May 12 mayhem: The courts can’t do a thing if the govt turns hostile, says CJ

Published: May 13, 2012

From left to right, Mohammad Ramzan of Income Tax Bar, Pakistan Bar Council’s vice president Akhtar Hussain, Sindh Chief Justice Mushir Alam, SHCBA president Anwar Mansoor Khan and Salahuddin Gandapur. PHOTO: IRFAN ALI/EXPRESS


For the anniversary of May 12, 2007, a day when at least 46 people died in pitched street battles, Sindh’s lawyers and judiciary picked the terribly appropriate theme of the rule of law and the duty of the government.

“The courts are equipped with moral authority alone and are devoid of administrative powers,” declared Chief Justice Mushir Alam. “They are rendered ineffective if the administrative authority (government) decides not to implement their orders.”

The seminar was organised by the SHC bar association in remembrance of the mayhem that broke out on that day five years ago. The Sindh High Court was besieged and people going to receive the then suspended Chief Justice of Pakistan Iftikhar Muhammad Chaudhry were ambushed on the streets. He was scheduled to come to Karachi to attend the golden jubilee programmes of the SHCBA.

CJ Mushir Alam said that he and other judges and lawyers were witness to the siege of the SHC by “sons of this city”. “We still remember that day and how we entered the SHC premises by scaling the wall of the highest court of the province.”

Sharing for the first time what happened in the chamber of the then chief justice of the SHC, Justice Sabihuddin Ahmed, he recalled how the late judge rang up an “authority”, informed him of the law and order breakdown in the city, the beating and threats to lawyers and that a larger number of lawyers at the city courts wanted to be able to make it to the SHC.

The personality on the other line said that if the SHC CJ and lawyers wanted to enter the SHC then only bodies could make it. “This left us all bewildered and aghast,” recalled Justice Mushir Alam.

He felt that this “conspiracy” and similar ones had plagued the country and nation since its inception. The most significant one was the “constitutional deviation” by the then governor general, Ghulam Muhammad. The chief court or the Sindh High Court in the famous Moulvi Tamizuddin Khan case set things right by issuing a “writ of quo warranto and writ of mandamus” but the then federal court overruled it all, squandering the independence of the judiciary in the process.

The intervening period (from 1954 to 2007) was not one which makes us happy, he went on to say. But after 2007, the act of refusal by CJP Iftikhar Muhammad Chaudhry has changed the atmosphere. “As a result of a joint movement by the lawyers, judges, civil society and the media, we [gained] a vibrant, pro-active judiciary and democratic dispensation but people have yet to reap the benefits of democracy.”

He said that despite all the pessimism there was hope that there would be absolute independence of the judiciary, rule of law and true democracy. The judiciary has decided to shun the “law of necessity”, refused to surrender before a tyrant and will not surrender in future too and the country and nation would emerge from the present low, he said.

Data segment:
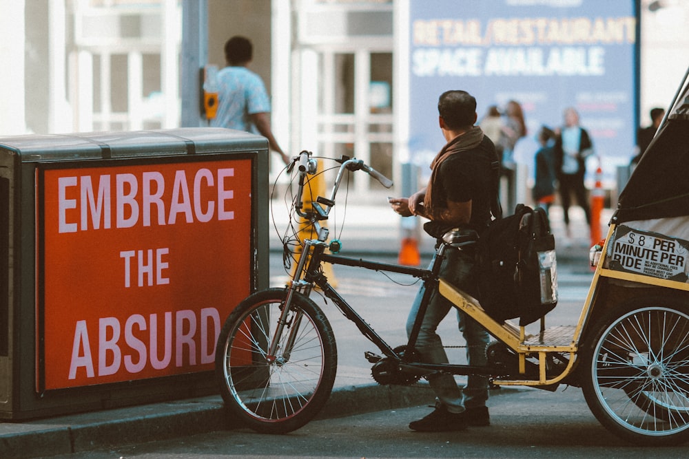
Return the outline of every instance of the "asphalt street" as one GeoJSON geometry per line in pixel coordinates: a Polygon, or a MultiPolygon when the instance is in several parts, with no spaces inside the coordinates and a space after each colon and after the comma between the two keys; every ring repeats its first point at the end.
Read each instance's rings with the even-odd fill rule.
{"type": "MultiPolygon", "coordinates": [[[[332,234],[343,242],[344,248],[342,253],[395,262],[402,231],[398,217],[394,215],[391,215],[389,209],[383,206],[351,207],[347,213],[349,223],[344,228],[336,226],[334,221],[331,221],[333,231],[332,234]]],[[[273,214],[277,216],[276,226],[285,228],[286,220],[280,216],[280,213],[276,211],[273,214]]],[[[561,226],[558,227],[556,223],[557,209],[554,210],[551,216],[554,222],[553,233],[558,243],[562,242],[557,252],[560,300],[555,310],[548,314],[546,325],[573,325],[576,323],[579,318],[593,277],[587,264],[589,246],[588,230],[585,228],[585,224],[583,224],[583,215],[577,220],[577,214],[575,213],[573,220],[578,222],[578,226],[573,231],[575,236],[566,240],[562,237],[561,226]]],[[[422,264],[427,261],[432,250],[432,242],[429,239],[430,238],[426,237],[420,240],[419,250],[422,259],[422,264]]],[[[271,235],[270,248],[270,284],[273,286],[282,286],[287,279],[287,273],[282,267],[279,237],[274,234],[271,235]]],[[[381,273],[341,266],[333,268],[329,275],[331,281],[340,293],[369,321],[379,334],[393,347],[404,343],[406,339],[404,330],[407,314],[418,288],[413,279],[405,279],[404,276],[400,275],[387,277],[381,273]]],[[[460,457],[456,456],[458,451],[457,449],[454,449],[453,453],[448,453],[450,456],[442,455],[443,451],[453,451],[450,445],[453,445],[455,440],[442,440],[448,438],[446,436],[433,434],[426,439],[422,436],[414,436],[408,431],[407,425],[409,420],[427,413],[427,405],[433,401],[433,394],[427,385],[419,383],[417,386],[411,387],[376,385],[371,377],[371,365],[364,359],[364,352],[376,352],[376,349],[362,337],[349,320],[336,310],[332,304],[318,297],[318,295],[314,295],[314,299],[322,306],[331,321],[339,351],[336,387],[321,414],[320,420],[314,421],[288,436],[269,437],[271,440],[268,441],[269,438],[265,436],[238,430],[237,426],[234,425],[231,420],[226,419],[220,396],[208,396],[45,419],[1,423],[0,457],[49,457],[51,455],[74,453],[79,453],[81,456],[68,457],[132,457],[143,450],[137,452],[126,449],[126,445],[138,445],[136,448],[138,448],[149,442],[162,442],[158,447],[163,449],[158,451],[160,454],[150,453],[151,455],[147,457],[185,457],[185,445],[189,448],[189,455],[186,457],[194,457],[193,451],[203,454],[204,457],[206,457],[206,454],[214,457],[216,454],[227,454],[219,451],[227,449],[227,445],[225,447],[218,445],[217,447],[219,449],[211,449],[205,453],[201,453],[203,449],[197,450],[196,448],[199,442],[202,445],[212,445],[214,442],[221,443],[223,438],[229,441],[229,445],[234,445],[230,457],[235,453],[243,457],[251,457],[253,454],[263,457],[407,457],[404,456],[405,453],[408,453],[409,457],[418,457],[420,451],[424,451],[423,449],[425,448],[431,448],[433,451],[432,456],[435,457],[460,457]],[[369,414],[364,414],[367,413],[369,414]],[[360,417],[362,416],[363,417],[360,417]],[[384,422],[381,419],[384,419],[384,422]],[[367,427],[374,425],[378,426],[375,429],[367,427]],[[329,431],[330,434],[328,434],[329,431]],[[333,448],[325,447],[324,445],[327,445],[328,442],[323,436],[327,437],[336,434],[336,438],[340,444],[346,447],[351,445],[352,448],[357,445],[359,445],[358,447],[363,448],[361,442],[368,438],[371,449],[369,451],[361,450],[360,453],[358,449],[348,449],[345,446],[341,447],[344,447],[344,449],[341,450],[342,452],[333,448]],[[347,434],[351,437],[347,438],[347,434]],[[404,436],[402,437],[404,441],[400,446],[407,446],[395,450],[391,446],[392,444],[395,444],[392,439],[398,435],[404,436]],[[194,438],[188,440],[191,443],[186,442],[187,440],[185,440],[189,436],[192,436],[192,438],[194,438]],[[305,447],[303,451],[312,452],[308,454],[294,452],[298,451],[300,442],[305,445],[311,440],[313,442],[308,447],[305,447]],[[318,444],[322,446],[315,446],[318,444]],[[177,446],[174,446],[176,445],[177,446]],[[271,452],[267,449],[261,450],[263,452],[259,453],[258,450],[254,450],[253,447],[249,446],[255,445],[260,445],[262,447],[266,448],[272,445],[287,449],[282,452],[277,449],[271,452]],[[289,446],[290,445],[292,446],[289,446]],[[411,449],[411,445],[415,445],[413,447],[415,448],[422,449],[411,449]],[[384,452],[387,451],[385,445],[391,448],[388,453],[384,452]],[[101,452],[96,453],[96,451],[101,452]],[[99,456],[101,453],[103,456],[99,456]]],[[[453,315],[449,314],[441,324],[440,333],[444,338],[445,345],[449,347],[448,353],[451,361],[461,363],[464,359],[464,350],[462,347],[463,343],[461,337],[457,332],[456,321],[451,317],[453,315]]],[[[537,325],[534,326],[537,327],[537,325]]],[[[461,377],[458,379],[460,383],[462,382],[461,377]]],[[[494,427],[481,431],[480,434],[456,434],[458,439],[472,438],[478,442],[476,446],[478,449],[473,450],[474,453],[472,454],[475,453],[473,457],[518,457],[508,454],[511,451],[509,449],[505,449],[502,453],[496,452],[495,455],[491,453],[489,456],[477,451],[480,451],[482,442],[488,442],[491,437],[497,433],[500,434],[498,436],[500,441],[504,442],[507,445],[522,445],[524,441],[533,441],[532,434],[528,434],[526,437],[528,440],[525,440],[524,438],[524,432],[520,434],[521,436],[513,435],[512,431],[518,431],[515,424],[519,424],[520,422],[527,423],[529,429],[537,431],[542,429],[549,431],[554,428],[553,426],[560,426],[561,429],[555,431],[557,432],[557,436],[564,437],[557,441],[552,440],[553,446],[562,441],[572,445],[573,447],[579,442],[582,445],[590,445],[590,434],[581,436],[577,435],[573,439],[564,434],[573,425],[572,418],[567,414],[569,412],[575,417],[581,416],[586,418],[588,420],[586,422],[588,423],[586,429],[595,431],[596,435],[604,436],[604,438],[608,439],[601,444],[595,443],[594,446],[620,444],[619,442],[615,442],[616,440],[613,441],[606,431],[590,414],[583,399],[581,399],[579,389],[573,389],[568,392],[563,392],[564,398],[557,396],[556,394],[526,388],[503,388],[493,392],[495,396],[491,396],[491,400],[495,401],[495,404],[491,401],[491,413],[495,420],[494,427]],[[534,395],[528,395],[532,393],[534,395]],[[579,394],[578,398],[575,396],[570,400],[571,396],[576,394],[579,394]],[[523,397],[528,399],[529,396],[531,396],[532,401],[535,404],[534,407],[528,409],[515,407],[513,412],[505,414],[507,414],[506,417],[500,416],[500,410],[509,405],[504,405],[502,402],[498,403],[500,401],[508,398],[522,400],[523,397]],[[566,401],[568,400],[570,401],[566,401]],[[565,412],[564,414],[555,416],[551,404],[557,404],[559,407],[559,409],[565,412]],[[526,416],[525,414],[528,410],[533,411],[536,414],[533,416],[526,416]],[[521,416],[521,421],[513,417],[515,416],[515,413],[521,416]],[[544,414],[548,414],[548,417],[543,418],[542,415],[544,414]],[[554,416],[552,418],[550,418],[551,414],[554,416]],[[482,437],[484,431],[485,436],[482,437]],[[521,438],[521,440],[517,441],[517,437],[521,438]]],[[[540,441],[547,443],[546,440],[540,441]]],[[[462,441],[463,442],[464,440],[462,441]]],[[[155,443],[152,443],[154,444],[155,443]]],[[[486,443],[487,445],[490,443],[486,443]]],[[[486,451],[484,450],[484,453],[486,451]]],[[[424,453],[422,453],[422,456],[428,457],[424,453]]],[[[470,455],[466,457],[472,456],[470,455]]]]}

Work to do: According to the article on the May 12 anniversary seminar, how many people died in the street battles of May 12, 2007?

Response below: At least 46 people